#### Work instructions:
Shift the point coordinates in the records below by adding 131 to every number in them. Rewrite every line between the line holding "Objective — for the jet" and the end of the records, inclusive, and keep each text line as it is.

Data entries
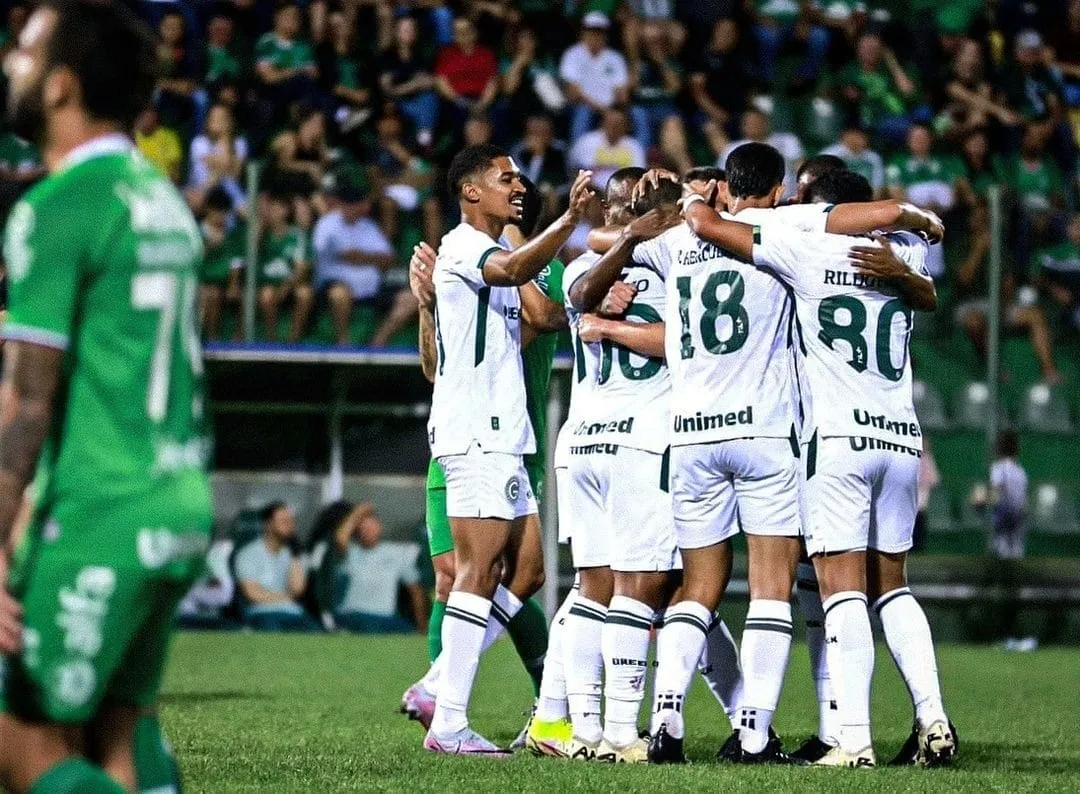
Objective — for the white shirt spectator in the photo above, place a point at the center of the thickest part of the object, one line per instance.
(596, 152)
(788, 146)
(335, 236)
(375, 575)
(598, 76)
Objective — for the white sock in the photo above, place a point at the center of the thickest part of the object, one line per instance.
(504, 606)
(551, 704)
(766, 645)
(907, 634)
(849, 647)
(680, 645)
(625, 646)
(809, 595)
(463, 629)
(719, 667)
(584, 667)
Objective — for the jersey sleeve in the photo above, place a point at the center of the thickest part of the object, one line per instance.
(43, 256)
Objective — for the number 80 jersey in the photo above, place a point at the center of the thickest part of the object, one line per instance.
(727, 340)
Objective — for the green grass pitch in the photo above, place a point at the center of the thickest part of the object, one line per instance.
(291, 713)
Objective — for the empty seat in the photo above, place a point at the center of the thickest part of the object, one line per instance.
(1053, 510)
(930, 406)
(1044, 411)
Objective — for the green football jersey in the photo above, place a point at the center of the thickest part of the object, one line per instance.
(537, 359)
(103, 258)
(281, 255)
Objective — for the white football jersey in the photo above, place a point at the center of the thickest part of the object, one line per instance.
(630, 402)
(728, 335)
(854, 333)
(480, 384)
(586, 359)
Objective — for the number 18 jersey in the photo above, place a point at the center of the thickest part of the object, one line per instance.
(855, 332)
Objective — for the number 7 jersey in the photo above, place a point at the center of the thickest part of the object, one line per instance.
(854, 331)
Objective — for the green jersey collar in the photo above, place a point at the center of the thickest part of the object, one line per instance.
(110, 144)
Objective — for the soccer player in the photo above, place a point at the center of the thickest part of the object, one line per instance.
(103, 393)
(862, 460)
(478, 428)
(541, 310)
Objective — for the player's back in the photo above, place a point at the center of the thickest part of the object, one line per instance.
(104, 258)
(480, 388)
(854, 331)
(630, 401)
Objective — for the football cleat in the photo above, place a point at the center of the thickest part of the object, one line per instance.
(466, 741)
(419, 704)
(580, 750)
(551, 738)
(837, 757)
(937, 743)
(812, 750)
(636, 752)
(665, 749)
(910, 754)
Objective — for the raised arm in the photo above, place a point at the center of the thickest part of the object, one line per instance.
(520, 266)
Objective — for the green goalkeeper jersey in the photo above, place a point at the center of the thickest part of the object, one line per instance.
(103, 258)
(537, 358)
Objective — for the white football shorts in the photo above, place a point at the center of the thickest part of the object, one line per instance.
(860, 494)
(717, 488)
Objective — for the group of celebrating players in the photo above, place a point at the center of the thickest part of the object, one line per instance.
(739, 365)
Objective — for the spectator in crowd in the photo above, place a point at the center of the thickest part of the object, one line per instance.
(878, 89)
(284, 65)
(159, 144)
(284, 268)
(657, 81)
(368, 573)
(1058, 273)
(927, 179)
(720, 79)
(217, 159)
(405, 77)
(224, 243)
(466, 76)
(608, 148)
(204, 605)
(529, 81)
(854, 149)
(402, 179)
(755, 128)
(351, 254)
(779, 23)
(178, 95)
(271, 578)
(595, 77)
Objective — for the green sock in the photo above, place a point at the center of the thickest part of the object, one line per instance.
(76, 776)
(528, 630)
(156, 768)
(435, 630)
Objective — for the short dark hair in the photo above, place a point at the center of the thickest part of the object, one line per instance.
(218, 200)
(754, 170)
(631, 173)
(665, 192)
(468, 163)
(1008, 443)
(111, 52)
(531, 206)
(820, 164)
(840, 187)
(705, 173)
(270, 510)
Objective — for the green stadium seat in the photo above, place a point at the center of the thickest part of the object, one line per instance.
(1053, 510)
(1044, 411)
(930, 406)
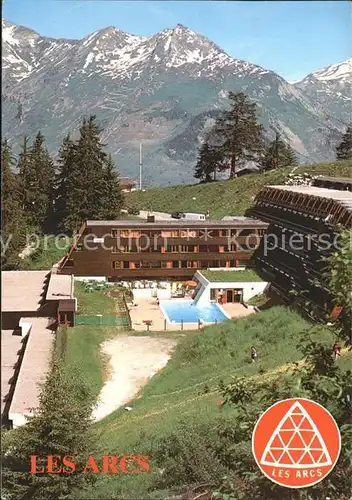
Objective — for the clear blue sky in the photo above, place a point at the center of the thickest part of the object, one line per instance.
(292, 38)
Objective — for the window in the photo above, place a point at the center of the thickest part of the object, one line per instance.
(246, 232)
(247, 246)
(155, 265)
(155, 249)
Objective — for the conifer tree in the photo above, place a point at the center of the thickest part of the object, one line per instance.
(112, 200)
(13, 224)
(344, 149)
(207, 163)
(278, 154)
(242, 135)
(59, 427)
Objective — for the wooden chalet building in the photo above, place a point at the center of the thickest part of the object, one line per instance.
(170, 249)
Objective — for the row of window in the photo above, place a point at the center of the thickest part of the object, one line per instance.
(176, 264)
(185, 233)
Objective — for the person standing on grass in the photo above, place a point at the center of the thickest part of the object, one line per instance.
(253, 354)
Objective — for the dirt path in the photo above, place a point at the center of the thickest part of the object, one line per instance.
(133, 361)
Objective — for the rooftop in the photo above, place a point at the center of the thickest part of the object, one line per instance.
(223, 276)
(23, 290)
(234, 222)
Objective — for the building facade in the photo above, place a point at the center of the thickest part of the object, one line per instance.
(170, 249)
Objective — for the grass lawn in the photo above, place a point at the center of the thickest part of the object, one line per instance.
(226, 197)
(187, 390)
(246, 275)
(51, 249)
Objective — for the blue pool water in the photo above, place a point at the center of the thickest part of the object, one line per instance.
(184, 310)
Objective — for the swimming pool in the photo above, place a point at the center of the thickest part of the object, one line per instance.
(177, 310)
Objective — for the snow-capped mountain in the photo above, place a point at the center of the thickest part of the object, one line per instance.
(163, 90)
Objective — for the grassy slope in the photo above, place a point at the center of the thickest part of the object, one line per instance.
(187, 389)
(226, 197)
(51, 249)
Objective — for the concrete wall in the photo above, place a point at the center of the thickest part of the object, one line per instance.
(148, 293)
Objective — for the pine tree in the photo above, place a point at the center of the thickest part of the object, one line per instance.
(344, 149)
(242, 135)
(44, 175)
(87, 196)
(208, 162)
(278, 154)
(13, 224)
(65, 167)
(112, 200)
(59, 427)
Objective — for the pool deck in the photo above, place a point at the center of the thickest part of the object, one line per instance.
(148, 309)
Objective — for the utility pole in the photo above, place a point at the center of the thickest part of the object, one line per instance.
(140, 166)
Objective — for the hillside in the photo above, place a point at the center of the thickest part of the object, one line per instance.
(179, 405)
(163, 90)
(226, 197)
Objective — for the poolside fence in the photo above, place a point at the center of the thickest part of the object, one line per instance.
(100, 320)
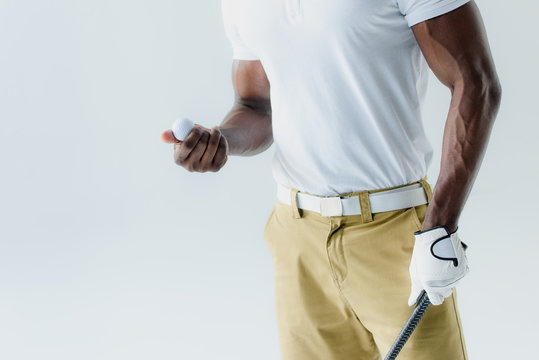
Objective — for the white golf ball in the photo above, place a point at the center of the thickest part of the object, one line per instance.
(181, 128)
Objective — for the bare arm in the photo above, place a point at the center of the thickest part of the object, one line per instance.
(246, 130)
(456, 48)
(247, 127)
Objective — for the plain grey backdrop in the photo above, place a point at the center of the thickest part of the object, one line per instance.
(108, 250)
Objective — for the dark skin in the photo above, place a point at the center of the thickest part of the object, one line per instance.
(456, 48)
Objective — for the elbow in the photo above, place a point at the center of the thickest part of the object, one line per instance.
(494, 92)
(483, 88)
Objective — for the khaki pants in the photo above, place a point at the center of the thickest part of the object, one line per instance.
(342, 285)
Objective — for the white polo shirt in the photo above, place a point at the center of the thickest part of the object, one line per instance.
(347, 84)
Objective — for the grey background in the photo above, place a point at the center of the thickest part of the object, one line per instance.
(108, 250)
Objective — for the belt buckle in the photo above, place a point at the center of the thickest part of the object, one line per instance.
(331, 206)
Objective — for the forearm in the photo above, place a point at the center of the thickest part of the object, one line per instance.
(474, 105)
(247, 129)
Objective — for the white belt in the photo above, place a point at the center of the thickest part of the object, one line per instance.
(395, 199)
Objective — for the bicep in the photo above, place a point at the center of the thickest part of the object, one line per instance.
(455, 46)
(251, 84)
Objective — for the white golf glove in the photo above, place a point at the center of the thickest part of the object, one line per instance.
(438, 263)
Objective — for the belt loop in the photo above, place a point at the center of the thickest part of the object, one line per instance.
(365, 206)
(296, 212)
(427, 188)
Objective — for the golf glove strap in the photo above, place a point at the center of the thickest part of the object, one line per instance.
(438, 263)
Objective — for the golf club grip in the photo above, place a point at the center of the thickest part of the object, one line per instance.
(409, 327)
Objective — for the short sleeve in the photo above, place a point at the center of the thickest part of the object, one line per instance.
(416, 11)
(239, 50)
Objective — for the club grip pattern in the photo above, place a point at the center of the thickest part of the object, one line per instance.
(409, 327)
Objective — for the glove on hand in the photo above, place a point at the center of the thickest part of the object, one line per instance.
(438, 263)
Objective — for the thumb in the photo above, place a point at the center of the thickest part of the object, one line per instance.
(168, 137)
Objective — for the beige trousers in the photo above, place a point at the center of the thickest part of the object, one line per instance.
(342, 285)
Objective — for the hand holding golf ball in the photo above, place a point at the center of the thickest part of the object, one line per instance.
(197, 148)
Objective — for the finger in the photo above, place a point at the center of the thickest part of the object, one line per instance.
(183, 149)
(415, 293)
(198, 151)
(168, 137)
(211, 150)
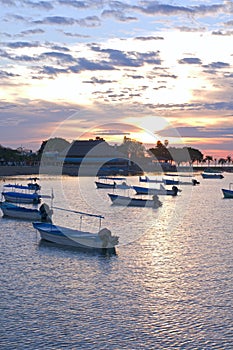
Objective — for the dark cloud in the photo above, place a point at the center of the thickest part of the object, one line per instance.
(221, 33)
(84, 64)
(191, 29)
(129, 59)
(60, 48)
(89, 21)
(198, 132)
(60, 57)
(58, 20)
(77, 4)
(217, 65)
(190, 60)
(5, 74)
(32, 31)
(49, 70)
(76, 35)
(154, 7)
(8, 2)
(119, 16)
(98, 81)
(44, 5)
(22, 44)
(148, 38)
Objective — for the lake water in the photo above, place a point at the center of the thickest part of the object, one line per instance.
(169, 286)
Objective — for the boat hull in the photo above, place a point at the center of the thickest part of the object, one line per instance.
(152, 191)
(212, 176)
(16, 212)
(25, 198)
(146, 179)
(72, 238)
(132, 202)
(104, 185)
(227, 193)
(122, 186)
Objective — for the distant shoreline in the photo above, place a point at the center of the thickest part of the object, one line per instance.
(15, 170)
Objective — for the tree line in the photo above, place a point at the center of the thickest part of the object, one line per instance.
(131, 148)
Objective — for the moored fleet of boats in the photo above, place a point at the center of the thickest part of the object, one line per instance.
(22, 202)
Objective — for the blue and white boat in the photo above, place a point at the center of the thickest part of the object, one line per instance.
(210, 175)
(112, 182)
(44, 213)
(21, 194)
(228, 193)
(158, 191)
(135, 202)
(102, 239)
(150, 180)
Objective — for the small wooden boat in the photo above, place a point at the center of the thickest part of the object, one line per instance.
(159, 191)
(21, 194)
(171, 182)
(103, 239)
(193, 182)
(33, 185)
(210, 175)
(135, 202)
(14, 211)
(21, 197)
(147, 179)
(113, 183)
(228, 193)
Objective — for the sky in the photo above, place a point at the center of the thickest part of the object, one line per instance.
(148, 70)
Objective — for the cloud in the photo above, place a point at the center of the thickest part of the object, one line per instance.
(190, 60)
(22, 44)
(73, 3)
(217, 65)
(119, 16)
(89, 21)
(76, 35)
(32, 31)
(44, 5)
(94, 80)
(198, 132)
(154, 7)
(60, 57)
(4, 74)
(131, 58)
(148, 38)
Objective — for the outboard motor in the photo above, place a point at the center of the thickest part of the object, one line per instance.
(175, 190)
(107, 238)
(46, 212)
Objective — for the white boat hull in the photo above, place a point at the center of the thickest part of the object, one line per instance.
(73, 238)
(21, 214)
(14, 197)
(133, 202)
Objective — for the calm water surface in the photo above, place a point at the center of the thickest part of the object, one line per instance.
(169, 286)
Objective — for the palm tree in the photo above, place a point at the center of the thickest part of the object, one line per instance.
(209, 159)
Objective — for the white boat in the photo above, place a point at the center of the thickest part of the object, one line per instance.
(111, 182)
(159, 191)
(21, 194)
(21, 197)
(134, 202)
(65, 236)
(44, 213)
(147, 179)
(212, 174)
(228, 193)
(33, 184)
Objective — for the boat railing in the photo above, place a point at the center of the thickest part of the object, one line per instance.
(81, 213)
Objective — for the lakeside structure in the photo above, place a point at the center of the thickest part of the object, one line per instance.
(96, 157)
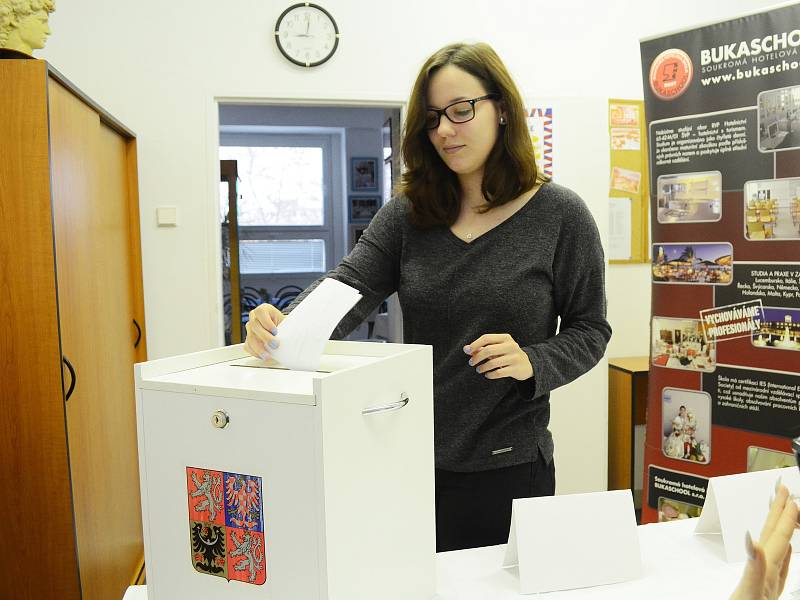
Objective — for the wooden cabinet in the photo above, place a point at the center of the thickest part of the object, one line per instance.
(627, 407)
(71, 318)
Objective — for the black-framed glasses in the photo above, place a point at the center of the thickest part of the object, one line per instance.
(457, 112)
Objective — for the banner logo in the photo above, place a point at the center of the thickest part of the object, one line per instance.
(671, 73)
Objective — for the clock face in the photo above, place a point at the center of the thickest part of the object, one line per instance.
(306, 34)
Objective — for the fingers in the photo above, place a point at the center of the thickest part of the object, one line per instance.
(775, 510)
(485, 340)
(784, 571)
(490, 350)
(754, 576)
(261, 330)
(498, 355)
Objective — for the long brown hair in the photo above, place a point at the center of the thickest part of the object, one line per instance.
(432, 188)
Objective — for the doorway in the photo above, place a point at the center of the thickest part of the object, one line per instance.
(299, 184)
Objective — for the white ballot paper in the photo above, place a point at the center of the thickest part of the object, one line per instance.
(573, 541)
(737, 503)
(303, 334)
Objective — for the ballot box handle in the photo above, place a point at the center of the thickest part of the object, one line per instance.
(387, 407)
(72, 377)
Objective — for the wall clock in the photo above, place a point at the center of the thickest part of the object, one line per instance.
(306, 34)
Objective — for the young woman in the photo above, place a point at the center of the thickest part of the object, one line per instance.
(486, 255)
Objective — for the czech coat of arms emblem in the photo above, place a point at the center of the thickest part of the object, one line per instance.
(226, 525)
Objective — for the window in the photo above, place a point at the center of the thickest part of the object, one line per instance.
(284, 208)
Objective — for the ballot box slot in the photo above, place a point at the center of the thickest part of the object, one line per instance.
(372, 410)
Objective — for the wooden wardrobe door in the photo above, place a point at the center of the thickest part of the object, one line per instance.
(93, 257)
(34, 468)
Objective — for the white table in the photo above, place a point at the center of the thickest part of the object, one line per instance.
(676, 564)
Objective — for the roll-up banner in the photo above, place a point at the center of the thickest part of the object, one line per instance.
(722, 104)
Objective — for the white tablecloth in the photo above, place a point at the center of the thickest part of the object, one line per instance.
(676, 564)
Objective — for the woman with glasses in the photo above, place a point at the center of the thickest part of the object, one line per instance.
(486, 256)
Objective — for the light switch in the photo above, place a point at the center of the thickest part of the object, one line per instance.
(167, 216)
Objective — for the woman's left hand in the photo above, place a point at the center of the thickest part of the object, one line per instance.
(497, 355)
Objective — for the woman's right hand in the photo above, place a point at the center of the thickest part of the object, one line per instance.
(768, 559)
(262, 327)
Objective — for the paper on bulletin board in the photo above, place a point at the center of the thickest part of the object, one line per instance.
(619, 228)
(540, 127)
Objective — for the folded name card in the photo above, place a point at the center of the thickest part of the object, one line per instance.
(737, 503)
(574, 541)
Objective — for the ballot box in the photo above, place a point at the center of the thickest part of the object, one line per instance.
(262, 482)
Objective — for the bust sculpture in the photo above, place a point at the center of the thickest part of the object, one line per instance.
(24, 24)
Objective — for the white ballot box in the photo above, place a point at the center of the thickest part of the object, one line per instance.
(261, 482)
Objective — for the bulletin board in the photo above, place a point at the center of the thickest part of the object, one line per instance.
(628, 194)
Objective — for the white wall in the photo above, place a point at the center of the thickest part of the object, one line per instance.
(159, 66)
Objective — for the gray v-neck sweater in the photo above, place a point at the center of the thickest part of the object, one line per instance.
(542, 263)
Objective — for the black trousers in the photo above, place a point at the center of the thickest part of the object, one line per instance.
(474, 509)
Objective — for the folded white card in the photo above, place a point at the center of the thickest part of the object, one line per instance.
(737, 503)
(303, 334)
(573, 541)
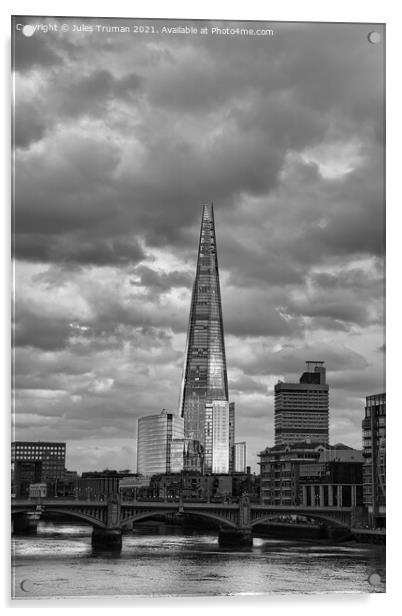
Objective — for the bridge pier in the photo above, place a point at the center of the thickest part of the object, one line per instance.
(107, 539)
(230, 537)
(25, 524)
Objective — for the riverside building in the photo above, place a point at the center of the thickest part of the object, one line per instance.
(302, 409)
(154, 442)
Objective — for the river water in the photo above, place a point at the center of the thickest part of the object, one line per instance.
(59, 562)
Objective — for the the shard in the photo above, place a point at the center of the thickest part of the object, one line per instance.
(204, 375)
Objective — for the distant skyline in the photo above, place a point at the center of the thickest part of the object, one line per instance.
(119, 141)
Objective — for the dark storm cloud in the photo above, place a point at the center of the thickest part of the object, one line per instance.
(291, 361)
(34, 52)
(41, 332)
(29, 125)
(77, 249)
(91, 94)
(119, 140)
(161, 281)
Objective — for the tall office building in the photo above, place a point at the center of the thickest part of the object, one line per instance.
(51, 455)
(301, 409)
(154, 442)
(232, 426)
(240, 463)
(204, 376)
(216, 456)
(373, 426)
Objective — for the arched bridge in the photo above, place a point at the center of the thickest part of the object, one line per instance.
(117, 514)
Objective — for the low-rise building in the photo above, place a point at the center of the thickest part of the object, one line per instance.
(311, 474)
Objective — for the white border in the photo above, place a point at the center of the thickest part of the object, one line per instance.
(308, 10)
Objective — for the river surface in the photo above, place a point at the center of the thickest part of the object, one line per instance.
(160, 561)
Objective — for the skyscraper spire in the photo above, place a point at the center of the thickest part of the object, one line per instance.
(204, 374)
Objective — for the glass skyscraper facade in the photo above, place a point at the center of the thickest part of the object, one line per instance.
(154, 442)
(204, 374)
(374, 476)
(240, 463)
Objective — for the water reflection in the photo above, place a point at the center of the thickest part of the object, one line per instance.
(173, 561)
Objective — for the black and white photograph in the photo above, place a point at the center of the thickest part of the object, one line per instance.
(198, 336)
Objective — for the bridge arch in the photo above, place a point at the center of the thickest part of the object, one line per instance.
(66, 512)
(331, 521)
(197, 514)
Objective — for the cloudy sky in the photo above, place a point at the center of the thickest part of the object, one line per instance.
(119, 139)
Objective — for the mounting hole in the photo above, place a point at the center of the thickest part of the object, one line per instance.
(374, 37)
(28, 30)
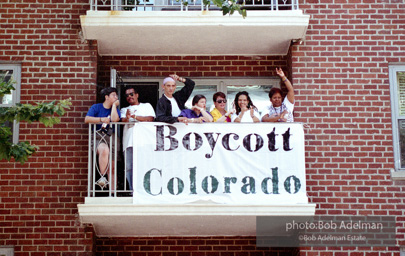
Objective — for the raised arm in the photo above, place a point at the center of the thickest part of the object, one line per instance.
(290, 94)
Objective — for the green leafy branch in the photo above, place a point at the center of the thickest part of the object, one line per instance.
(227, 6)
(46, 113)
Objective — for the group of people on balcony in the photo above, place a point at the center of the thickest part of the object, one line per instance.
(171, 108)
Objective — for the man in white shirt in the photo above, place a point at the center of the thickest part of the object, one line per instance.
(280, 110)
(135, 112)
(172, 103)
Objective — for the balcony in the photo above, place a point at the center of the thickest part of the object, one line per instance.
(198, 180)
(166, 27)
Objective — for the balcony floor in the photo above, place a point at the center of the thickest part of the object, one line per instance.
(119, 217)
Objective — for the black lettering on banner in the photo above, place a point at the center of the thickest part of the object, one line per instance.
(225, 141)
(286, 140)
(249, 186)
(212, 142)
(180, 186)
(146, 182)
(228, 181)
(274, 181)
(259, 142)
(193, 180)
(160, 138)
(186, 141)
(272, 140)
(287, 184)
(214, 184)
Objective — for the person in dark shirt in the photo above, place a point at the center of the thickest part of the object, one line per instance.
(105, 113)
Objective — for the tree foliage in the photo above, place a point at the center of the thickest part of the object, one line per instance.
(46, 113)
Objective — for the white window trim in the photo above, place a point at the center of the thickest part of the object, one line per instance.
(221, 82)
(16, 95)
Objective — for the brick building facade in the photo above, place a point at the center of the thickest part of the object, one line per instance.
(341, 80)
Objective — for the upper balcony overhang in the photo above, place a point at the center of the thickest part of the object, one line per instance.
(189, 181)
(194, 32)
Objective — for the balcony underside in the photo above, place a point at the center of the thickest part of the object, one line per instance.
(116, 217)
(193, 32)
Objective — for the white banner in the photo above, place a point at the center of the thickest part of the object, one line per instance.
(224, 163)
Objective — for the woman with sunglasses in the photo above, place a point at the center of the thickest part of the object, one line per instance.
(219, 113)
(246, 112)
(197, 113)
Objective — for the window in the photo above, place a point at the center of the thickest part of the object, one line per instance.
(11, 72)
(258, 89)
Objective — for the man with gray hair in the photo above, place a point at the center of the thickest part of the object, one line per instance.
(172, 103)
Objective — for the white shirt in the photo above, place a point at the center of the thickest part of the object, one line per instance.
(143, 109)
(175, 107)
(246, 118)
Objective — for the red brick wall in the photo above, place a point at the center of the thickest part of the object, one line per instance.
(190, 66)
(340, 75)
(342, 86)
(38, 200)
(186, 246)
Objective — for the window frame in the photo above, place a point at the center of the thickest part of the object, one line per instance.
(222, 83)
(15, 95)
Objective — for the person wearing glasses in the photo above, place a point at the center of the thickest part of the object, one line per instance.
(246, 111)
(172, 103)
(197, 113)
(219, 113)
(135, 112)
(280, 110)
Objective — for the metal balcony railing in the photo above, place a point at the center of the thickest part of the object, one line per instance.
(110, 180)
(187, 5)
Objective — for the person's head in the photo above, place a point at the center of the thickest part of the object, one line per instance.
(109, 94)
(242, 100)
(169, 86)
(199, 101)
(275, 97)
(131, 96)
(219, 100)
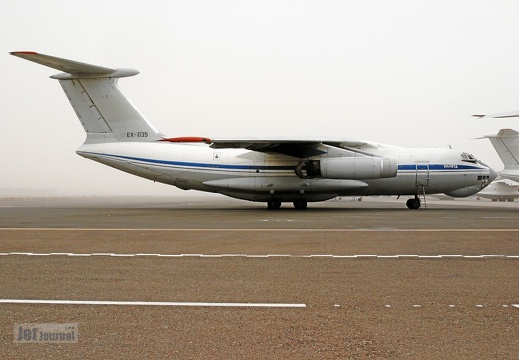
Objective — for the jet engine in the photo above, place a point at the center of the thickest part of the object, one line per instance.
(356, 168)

#### Solved exercise:
Objective — for the jet engine in the photo above, place a point at the center of the thickest part of the object, one line per instance.
(487, 299)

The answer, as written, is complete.